───── SUPPLIED MATERIAL

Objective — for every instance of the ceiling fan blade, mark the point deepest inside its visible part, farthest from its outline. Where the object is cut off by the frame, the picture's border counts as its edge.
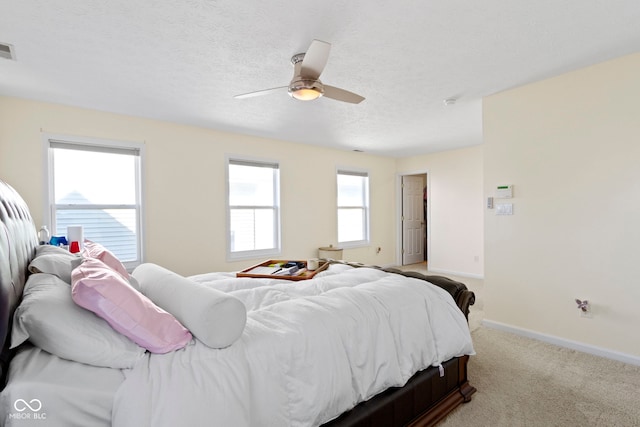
(315, 59)
(342, 95)
(260, 92)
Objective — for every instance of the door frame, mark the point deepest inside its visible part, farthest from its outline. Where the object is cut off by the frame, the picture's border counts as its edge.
(399, 234)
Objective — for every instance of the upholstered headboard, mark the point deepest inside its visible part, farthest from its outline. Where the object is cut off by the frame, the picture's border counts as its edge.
(18, 241)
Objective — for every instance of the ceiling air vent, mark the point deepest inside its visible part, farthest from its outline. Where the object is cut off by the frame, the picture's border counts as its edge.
(6, 51)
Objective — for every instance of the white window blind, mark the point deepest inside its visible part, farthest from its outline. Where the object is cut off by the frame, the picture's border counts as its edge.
(98, 187)
(353, 207)
(253, 208)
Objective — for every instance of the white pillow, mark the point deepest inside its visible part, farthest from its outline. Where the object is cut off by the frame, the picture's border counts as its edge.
(54, 260)
(215, 318)
(48, 317)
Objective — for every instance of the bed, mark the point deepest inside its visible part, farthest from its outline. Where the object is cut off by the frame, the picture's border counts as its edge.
(354, 346)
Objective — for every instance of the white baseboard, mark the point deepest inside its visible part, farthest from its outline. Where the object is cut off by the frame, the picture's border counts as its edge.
(455, 273)
(561, 342)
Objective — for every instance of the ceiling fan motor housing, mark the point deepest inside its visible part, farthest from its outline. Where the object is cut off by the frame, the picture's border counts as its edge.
(305, 89)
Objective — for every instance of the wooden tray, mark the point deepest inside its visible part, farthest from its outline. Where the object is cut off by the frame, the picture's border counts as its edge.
(254, 271)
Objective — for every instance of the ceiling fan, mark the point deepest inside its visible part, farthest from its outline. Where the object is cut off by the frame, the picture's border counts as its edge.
(305, 84)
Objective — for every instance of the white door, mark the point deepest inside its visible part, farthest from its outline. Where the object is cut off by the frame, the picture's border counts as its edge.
(412, 219)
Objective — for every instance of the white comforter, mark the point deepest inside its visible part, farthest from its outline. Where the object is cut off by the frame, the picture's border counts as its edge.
(310, 351)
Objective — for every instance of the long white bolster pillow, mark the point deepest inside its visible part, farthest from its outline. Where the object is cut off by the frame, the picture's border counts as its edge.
(213, 317)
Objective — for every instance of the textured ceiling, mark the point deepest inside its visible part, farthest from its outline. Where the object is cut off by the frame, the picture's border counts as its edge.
(183, 61)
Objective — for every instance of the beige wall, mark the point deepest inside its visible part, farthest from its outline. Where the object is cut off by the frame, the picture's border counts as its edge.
(570, 145)
(185, 183)
(455, 208)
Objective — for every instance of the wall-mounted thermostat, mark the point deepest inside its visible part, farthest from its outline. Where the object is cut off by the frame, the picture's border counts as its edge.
(504, 191)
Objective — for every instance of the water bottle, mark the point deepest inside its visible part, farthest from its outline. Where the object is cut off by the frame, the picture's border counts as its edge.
(44, 235)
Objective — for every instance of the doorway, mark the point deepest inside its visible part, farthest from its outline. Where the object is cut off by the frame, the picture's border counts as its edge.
(414, 219)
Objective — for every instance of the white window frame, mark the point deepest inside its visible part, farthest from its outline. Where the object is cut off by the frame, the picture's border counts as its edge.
(96, 144)
(257, 253)
(366, 213)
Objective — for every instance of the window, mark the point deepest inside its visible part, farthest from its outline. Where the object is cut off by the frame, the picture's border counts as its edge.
(353, 208)
(97, 184)
(254, 214)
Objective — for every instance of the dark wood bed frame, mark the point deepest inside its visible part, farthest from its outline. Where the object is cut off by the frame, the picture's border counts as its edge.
(425, 400)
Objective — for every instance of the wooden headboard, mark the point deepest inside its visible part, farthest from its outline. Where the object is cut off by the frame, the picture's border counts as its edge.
(18, 241)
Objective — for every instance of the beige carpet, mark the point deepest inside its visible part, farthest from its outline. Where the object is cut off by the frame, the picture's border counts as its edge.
(525, 382)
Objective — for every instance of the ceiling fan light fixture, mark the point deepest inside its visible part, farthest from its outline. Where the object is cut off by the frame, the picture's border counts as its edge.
(306, 90)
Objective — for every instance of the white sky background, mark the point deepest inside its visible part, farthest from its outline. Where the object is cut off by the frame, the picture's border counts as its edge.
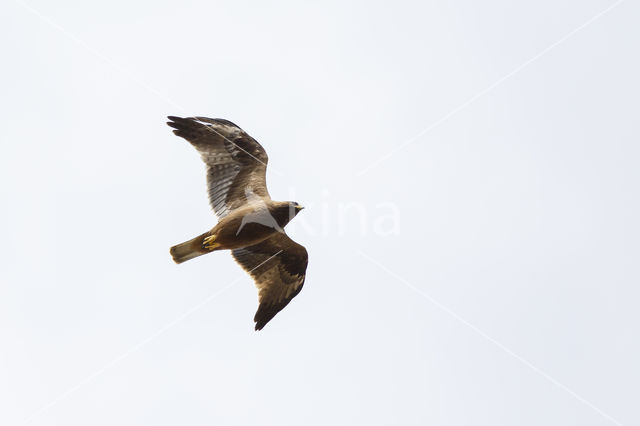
(518, 214)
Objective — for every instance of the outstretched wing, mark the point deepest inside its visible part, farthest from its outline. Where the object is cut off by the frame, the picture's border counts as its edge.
(236, 163)
(278, 266)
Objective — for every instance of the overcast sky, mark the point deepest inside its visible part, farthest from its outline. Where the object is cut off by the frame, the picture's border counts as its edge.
(470, 171)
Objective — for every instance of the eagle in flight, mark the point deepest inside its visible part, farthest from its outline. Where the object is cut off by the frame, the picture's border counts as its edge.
(250, 223)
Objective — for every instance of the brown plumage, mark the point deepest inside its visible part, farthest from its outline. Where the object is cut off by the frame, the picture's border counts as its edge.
(250, 224)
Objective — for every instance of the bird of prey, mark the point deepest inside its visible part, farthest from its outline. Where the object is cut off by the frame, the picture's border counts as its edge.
(250, 223)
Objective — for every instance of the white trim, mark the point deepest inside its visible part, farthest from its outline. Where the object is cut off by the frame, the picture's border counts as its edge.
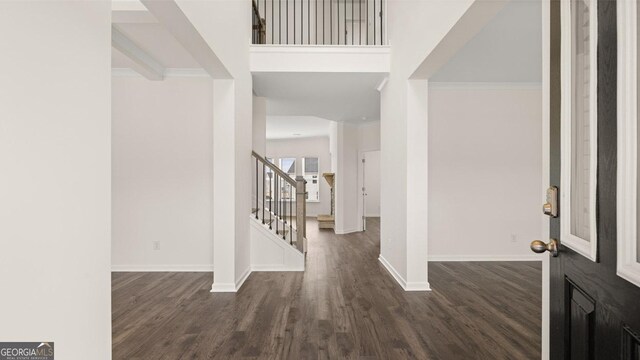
(168, 73)
(240, 281)
(231, 287)
(161, 268)
(628, 266)
(486, 85)
(406, 286)
(546, 172)
(142, 62)
(532, 257)
(382, 84)
(336, 49)
(417, 286)
(345, 231)
(223, 287)
(583, 247)
(396, 275)
(275, 267)
(185, 72)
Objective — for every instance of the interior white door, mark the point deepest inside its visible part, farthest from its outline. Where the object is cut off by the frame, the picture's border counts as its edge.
(372, 184)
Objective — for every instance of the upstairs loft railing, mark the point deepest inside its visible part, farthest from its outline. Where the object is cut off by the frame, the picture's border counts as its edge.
(280, 202)
(319, 22)
(258, 25)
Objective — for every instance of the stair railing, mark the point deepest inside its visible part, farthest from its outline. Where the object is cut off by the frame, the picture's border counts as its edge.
(282, 202)
(319, 22)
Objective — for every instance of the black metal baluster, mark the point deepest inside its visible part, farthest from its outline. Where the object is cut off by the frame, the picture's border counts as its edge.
(264, 204)
(277, 194)
(257, 190)
(374, 22)
(381, 32)
(323, 7)
(284, 221)
(279, 23)
(309, 22)
(273, 37)
(338, 21)
(270, 198)
(291, 195)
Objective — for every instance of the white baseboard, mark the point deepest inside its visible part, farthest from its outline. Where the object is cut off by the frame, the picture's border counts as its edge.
(417, 286)
(231, 287)
(161, 268)
(345, 231)
(532, 257)
(243, 278)
(396, 275)
(276, 267)
(406, 286)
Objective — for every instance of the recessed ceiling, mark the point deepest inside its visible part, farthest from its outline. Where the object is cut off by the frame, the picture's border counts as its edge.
(507, 49)
(349, 97)
(291, 127)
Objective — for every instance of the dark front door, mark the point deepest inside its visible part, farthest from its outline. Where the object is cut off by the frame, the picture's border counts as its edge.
(595, 314)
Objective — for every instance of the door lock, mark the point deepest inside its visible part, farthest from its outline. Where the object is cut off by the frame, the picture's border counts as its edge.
(551, 206)
(538, 246)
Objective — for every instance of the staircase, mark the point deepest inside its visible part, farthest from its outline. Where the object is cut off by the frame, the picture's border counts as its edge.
(279, 204)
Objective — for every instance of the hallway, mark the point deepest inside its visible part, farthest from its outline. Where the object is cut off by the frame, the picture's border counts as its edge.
(345, 305)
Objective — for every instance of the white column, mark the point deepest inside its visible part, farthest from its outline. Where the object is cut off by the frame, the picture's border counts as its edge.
(224, 185)
(417, 177)
(55, 175)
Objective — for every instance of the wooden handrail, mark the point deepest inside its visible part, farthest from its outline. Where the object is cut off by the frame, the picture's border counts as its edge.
(274, 168)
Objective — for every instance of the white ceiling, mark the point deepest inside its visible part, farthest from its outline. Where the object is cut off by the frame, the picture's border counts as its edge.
(507, 49)
(290, 127)
(350, 97)
(158, 43)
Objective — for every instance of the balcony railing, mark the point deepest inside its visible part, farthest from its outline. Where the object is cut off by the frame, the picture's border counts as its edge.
(319, 22)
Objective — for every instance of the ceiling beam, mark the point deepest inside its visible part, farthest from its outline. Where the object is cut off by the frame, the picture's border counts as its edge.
(132, 17)
(176, 22)
(479, 14)
(143, 63)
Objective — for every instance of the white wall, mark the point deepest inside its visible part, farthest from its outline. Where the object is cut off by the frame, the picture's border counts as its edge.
(162, 174)
(307, 147)
(259, 129)
(372, 183)
(369, 136)
(346, 179)
(55, 187)
(485, 167)
(215, 21)
(414, 29)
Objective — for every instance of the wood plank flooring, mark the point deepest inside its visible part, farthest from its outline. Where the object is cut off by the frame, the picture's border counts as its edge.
(344, 306)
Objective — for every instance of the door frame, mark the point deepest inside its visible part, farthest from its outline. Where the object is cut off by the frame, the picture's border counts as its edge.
(361, 209)
(546, 172)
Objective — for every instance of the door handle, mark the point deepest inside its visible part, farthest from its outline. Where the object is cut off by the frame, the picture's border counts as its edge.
(538, 246)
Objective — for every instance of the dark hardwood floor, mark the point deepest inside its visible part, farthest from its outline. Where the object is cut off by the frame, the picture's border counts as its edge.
(345, 305)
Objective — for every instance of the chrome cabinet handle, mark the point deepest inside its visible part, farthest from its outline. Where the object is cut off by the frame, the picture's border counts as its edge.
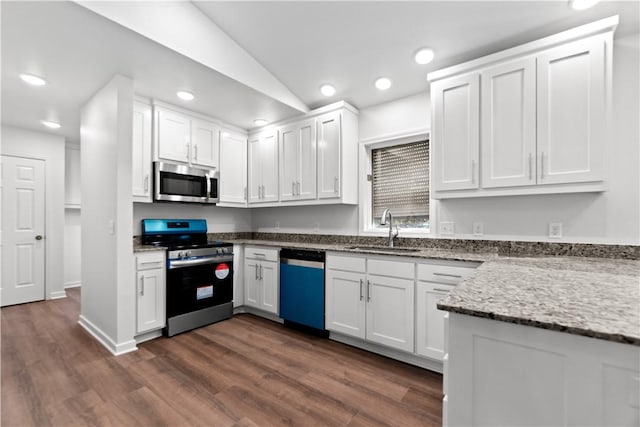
(455, 276)
(473, 171)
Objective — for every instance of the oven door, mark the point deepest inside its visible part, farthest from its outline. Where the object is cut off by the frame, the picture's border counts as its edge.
(191, 288)
(180, 183)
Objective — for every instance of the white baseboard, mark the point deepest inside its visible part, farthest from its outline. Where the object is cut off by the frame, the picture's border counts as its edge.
(75, 284)
(412, 359)
(115, 348)
(57, 295)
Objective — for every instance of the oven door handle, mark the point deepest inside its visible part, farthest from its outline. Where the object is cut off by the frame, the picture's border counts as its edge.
(198, 261)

──────────

### ASSIGNMENT
Output only the lines from the one that contains "Objective — for every instance of the oven door handle, mark" through the final line of the records, exactly as given.

### TASK OUTPUT
Objective — for every instance of the oven door handle, mark the point deepest inside its visible part, farthest from its outline. Where the object is cut off by the frame, the picture's border counts as its edge.
(198, 261)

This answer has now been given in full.